## EXERCISE OBJECTIVE
Nothing but the lines from the one containing "Target: bus window" through the last line of the data below should be returned, each copied exactly.

## DATA LISTING
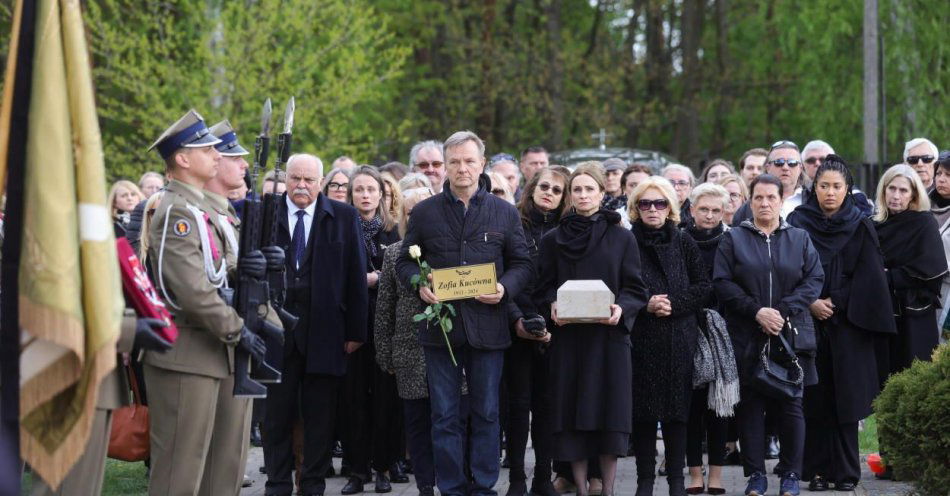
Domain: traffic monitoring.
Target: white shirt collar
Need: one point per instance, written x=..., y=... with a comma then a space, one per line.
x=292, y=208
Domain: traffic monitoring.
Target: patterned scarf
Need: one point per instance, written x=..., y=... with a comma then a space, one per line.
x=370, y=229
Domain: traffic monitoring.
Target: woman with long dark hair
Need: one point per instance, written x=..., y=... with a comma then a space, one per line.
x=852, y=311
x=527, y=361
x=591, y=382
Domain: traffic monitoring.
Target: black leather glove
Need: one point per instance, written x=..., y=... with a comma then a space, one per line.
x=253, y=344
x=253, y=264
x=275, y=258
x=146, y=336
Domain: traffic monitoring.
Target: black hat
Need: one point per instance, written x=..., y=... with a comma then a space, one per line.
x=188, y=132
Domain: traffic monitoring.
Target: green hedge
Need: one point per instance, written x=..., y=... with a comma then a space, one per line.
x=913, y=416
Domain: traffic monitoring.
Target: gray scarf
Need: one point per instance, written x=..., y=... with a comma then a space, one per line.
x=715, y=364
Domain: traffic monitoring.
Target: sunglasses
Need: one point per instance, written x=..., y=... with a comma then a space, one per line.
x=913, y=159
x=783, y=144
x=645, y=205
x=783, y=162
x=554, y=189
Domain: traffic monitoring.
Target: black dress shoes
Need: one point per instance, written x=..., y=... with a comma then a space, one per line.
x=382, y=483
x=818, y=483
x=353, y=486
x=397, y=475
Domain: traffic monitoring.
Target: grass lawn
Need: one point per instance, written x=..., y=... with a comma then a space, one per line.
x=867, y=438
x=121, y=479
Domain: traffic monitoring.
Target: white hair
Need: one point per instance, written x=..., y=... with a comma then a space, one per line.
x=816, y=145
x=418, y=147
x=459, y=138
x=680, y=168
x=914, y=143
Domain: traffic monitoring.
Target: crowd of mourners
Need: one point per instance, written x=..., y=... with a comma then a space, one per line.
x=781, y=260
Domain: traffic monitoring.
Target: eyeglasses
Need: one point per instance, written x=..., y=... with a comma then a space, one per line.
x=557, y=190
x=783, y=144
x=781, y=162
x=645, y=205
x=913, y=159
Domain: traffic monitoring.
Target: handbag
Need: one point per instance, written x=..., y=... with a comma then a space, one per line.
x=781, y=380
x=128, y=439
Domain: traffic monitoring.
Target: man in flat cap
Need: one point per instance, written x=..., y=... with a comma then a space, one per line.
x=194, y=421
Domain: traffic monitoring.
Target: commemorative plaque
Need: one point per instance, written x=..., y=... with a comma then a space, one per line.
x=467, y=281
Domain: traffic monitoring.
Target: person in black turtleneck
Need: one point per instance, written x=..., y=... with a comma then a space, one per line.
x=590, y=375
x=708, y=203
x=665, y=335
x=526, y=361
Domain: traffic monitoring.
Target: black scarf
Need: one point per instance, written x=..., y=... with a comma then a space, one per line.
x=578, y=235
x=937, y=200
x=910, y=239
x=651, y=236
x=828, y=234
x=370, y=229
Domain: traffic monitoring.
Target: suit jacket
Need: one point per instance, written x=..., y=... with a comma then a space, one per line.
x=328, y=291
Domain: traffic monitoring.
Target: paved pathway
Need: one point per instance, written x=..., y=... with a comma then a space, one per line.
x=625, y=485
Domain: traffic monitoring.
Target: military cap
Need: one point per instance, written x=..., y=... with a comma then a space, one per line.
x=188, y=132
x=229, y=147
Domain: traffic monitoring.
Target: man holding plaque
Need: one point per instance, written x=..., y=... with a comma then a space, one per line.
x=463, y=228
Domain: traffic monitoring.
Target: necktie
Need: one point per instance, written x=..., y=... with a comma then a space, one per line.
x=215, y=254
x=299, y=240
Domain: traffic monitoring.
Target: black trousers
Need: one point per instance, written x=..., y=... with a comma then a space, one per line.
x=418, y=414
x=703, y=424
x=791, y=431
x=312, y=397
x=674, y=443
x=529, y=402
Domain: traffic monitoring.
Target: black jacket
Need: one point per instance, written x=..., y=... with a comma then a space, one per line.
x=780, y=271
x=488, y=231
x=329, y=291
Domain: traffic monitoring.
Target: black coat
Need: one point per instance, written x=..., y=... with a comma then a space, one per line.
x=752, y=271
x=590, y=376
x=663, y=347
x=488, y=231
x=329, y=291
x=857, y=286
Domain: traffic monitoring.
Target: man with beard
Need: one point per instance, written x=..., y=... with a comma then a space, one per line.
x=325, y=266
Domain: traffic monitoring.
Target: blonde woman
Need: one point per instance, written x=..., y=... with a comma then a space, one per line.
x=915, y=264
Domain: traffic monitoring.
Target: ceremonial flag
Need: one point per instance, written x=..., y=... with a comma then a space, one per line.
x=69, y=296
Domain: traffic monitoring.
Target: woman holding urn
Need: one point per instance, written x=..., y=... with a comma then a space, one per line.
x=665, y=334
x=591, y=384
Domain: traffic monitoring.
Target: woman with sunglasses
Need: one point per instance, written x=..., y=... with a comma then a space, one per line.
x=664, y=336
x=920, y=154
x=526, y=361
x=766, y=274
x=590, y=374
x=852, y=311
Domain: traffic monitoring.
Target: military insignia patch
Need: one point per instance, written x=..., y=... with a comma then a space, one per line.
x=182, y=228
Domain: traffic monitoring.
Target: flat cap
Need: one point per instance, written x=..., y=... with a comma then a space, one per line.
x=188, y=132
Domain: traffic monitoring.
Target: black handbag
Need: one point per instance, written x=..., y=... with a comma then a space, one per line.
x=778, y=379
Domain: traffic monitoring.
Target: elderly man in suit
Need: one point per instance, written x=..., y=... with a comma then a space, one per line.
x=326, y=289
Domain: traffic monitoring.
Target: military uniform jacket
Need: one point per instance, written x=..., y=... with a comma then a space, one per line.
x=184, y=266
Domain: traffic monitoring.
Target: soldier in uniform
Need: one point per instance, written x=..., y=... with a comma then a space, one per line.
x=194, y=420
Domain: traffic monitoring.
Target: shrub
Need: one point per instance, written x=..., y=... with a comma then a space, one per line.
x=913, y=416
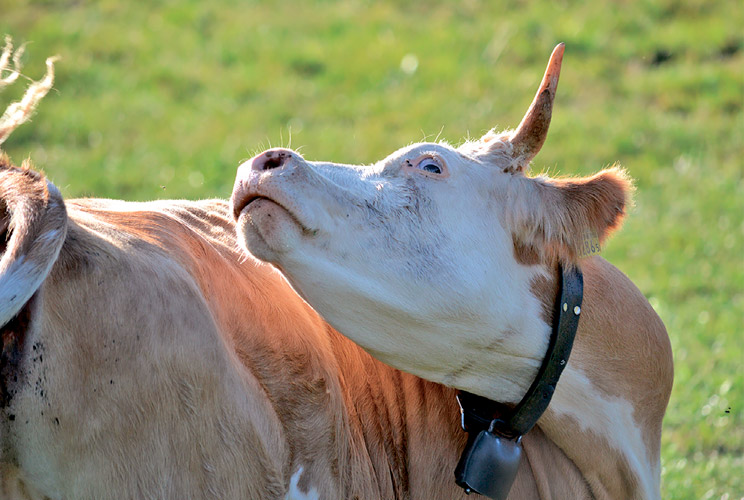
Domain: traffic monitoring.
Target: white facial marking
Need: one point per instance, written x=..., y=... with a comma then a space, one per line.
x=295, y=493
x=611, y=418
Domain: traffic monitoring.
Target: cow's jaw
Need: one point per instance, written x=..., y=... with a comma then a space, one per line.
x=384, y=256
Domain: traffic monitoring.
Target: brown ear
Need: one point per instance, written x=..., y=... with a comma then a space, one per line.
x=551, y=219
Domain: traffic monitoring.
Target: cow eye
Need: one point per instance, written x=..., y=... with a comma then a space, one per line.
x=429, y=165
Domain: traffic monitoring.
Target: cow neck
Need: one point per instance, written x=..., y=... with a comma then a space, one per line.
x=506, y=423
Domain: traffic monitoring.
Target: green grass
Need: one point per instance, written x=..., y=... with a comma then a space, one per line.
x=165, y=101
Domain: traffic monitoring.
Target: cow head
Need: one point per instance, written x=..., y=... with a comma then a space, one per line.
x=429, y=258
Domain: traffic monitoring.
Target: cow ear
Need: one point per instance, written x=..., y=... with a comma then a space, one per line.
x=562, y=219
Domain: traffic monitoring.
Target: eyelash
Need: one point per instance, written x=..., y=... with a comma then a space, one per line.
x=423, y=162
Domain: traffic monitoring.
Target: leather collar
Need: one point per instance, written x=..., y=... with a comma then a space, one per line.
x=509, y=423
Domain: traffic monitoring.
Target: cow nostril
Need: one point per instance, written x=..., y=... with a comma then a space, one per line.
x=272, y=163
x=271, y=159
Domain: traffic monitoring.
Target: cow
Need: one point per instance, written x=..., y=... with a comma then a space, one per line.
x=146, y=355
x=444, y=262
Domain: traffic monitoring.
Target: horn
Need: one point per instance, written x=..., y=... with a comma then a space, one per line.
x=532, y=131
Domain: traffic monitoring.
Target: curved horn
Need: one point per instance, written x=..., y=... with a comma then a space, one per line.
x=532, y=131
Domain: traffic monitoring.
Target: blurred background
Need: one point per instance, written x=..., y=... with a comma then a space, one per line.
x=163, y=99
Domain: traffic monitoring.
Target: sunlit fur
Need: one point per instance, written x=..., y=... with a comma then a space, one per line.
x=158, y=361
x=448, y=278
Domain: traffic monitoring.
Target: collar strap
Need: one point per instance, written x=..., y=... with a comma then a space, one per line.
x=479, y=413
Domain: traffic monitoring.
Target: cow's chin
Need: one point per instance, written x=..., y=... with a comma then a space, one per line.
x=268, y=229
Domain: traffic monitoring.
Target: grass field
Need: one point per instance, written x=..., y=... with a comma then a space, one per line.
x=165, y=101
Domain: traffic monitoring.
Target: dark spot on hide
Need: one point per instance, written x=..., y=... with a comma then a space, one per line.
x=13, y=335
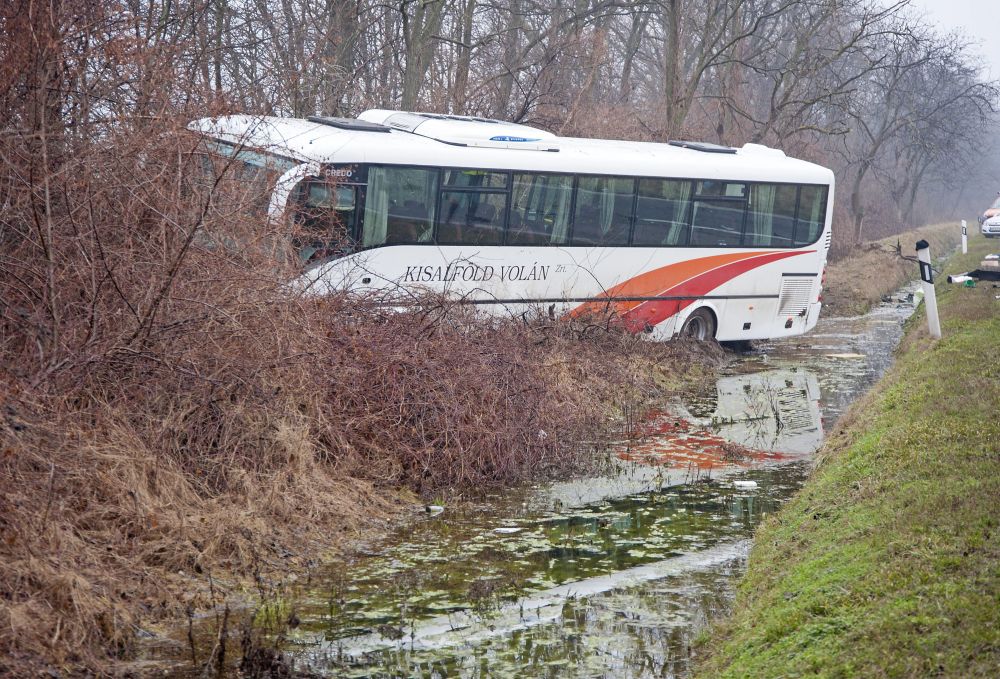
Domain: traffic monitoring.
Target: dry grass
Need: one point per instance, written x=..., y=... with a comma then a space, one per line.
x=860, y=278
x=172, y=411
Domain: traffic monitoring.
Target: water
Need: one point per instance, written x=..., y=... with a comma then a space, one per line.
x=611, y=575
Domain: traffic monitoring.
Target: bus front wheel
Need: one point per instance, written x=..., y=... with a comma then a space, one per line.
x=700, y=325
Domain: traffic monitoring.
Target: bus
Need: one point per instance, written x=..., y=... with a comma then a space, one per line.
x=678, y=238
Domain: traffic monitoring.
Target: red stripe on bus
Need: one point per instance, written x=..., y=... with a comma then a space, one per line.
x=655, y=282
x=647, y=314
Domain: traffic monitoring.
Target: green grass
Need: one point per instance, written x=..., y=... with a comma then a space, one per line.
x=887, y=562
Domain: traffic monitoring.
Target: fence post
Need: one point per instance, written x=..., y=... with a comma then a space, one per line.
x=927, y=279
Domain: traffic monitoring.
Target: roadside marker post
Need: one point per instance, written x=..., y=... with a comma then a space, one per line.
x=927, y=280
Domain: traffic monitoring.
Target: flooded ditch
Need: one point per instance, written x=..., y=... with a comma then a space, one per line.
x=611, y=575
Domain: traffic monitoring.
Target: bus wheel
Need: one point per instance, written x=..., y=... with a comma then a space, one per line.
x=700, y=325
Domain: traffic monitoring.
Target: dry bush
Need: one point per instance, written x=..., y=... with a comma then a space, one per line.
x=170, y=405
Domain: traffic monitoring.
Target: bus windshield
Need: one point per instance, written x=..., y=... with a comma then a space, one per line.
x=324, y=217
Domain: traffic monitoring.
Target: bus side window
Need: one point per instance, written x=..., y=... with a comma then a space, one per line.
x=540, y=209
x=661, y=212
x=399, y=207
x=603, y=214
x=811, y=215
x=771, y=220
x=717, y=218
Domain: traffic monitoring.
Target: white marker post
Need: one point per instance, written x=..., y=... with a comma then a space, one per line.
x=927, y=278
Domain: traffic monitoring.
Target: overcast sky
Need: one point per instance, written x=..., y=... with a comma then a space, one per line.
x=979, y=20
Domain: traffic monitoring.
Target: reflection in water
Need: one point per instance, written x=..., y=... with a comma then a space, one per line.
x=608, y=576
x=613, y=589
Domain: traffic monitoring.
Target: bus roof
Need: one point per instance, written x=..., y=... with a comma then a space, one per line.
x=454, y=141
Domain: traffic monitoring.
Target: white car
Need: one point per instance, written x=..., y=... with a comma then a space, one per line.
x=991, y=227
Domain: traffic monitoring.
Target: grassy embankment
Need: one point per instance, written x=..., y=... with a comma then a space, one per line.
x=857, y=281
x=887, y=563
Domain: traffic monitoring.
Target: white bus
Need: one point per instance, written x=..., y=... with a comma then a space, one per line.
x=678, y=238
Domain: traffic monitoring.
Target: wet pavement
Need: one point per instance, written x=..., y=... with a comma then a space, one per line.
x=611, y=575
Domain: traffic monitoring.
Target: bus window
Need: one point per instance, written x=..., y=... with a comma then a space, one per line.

## TASK ANSWER
Target: bus window
Need: one point per instance, written x=..., y=... with a comma then a space, one per line.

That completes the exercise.